Your objective -
Write out the records word for word, from their first line through the line that contains "(1034, 181)", inclusive.

Records to use -
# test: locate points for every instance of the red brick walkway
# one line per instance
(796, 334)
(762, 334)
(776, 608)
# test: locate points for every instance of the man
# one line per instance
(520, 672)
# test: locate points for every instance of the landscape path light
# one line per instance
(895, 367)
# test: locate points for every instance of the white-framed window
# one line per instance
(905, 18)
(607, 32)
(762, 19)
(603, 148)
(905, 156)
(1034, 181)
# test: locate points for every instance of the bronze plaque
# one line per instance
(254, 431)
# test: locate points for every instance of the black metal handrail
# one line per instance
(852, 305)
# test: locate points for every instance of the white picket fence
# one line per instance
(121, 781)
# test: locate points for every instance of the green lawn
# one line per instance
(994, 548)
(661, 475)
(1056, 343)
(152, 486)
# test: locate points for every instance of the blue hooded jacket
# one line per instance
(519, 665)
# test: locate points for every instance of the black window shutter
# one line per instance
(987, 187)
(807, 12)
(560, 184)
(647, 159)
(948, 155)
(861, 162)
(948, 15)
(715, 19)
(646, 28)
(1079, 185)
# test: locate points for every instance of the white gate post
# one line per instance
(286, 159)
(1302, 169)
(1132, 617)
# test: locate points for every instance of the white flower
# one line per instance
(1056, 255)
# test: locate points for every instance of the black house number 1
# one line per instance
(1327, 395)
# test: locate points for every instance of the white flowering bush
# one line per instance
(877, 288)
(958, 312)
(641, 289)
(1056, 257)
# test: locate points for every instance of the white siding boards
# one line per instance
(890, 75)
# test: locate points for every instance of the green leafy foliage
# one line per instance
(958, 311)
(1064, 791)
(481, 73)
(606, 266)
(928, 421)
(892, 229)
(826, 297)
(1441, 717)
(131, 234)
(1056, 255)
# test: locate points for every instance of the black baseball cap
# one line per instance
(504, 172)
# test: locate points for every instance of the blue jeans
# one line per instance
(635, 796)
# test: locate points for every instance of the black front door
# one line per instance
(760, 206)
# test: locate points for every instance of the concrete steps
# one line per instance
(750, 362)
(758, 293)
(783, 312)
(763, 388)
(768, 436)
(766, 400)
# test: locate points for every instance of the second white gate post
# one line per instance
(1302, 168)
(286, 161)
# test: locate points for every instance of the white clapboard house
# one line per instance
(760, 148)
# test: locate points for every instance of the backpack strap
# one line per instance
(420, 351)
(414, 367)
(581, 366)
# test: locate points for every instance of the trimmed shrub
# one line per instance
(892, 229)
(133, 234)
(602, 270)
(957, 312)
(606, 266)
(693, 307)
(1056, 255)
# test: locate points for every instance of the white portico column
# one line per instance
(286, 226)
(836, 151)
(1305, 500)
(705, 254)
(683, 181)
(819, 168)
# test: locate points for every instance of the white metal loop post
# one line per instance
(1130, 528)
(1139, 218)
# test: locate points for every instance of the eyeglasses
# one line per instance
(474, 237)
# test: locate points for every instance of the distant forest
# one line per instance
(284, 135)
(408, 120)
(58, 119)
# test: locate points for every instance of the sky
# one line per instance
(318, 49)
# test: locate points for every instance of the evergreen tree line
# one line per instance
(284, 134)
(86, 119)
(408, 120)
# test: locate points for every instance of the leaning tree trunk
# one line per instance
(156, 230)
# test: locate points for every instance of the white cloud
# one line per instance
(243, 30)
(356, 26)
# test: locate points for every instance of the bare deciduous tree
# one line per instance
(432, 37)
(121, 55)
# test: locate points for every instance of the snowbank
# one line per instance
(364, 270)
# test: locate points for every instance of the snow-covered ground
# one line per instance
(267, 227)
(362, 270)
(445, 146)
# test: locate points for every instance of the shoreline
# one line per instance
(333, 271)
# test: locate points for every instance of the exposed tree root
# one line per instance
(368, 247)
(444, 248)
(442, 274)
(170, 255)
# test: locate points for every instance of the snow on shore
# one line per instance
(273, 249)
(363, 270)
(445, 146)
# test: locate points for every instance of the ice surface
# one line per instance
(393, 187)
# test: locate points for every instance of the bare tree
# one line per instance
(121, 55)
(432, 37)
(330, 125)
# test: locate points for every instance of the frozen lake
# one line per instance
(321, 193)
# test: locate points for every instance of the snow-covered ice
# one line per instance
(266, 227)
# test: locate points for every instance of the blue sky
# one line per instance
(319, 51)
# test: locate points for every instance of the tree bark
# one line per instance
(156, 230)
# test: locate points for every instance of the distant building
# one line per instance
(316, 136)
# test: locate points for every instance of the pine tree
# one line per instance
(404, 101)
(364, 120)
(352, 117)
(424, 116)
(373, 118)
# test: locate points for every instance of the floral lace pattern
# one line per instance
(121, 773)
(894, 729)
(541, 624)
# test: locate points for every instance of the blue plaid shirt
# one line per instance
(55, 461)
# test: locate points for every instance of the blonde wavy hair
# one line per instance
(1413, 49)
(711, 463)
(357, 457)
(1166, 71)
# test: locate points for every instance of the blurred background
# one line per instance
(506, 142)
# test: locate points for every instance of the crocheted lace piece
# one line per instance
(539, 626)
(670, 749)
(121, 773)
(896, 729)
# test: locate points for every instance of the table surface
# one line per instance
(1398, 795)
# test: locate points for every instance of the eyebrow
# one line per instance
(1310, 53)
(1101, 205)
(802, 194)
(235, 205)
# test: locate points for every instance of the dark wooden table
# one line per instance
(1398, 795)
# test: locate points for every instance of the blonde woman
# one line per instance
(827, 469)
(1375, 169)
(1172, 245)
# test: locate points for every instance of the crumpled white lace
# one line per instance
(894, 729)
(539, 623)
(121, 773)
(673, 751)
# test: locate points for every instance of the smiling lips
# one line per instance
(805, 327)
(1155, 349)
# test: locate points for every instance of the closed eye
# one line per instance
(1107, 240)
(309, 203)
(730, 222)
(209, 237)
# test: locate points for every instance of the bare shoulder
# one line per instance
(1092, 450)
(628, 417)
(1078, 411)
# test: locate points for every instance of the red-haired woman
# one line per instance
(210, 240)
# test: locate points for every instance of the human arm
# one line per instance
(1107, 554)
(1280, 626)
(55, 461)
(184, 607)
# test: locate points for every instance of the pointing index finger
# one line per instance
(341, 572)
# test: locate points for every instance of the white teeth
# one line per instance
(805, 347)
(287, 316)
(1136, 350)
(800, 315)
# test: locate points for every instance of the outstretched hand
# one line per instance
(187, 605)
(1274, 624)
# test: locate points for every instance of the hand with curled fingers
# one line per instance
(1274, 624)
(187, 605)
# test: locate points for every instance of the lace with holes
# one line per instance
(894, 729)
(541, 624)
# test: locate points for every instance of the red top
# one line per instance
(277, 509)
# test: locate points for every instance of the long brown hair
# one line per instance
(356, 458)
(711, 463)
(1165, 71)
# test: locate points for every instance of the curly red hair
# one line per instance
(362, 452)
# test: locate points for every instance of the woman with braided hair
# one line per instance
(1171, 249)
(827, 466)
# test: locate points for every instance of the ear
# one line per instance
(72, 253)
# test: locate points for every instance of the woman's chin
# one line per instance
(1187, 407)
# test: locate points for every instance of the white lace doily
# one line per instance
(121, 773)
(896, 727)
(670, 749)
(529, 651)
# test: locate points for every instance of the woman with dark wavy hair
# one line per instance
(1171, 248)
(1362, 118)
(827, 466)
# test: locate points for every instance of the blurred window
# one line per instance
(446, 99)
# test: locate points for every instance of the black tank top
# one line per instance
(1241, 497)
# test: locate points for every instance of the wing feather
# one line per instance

Solution to this problem -
# test: locate points for every instance of the red brick walkway
# one line per instance
(796, 334)
(762, 334)
(776, 608)
# test: locate points for every instance of the man
# one line per instance
(520, 672)
# test: locate points for every instance of the landscape path light
# one line per instance
(895, 367)
# test: locate points for every instance of the white-framed window
# one line per instance
(905, 18)
(607, 32)
(762, 19)
(603, 148)
(905, 156)
(1034, 181)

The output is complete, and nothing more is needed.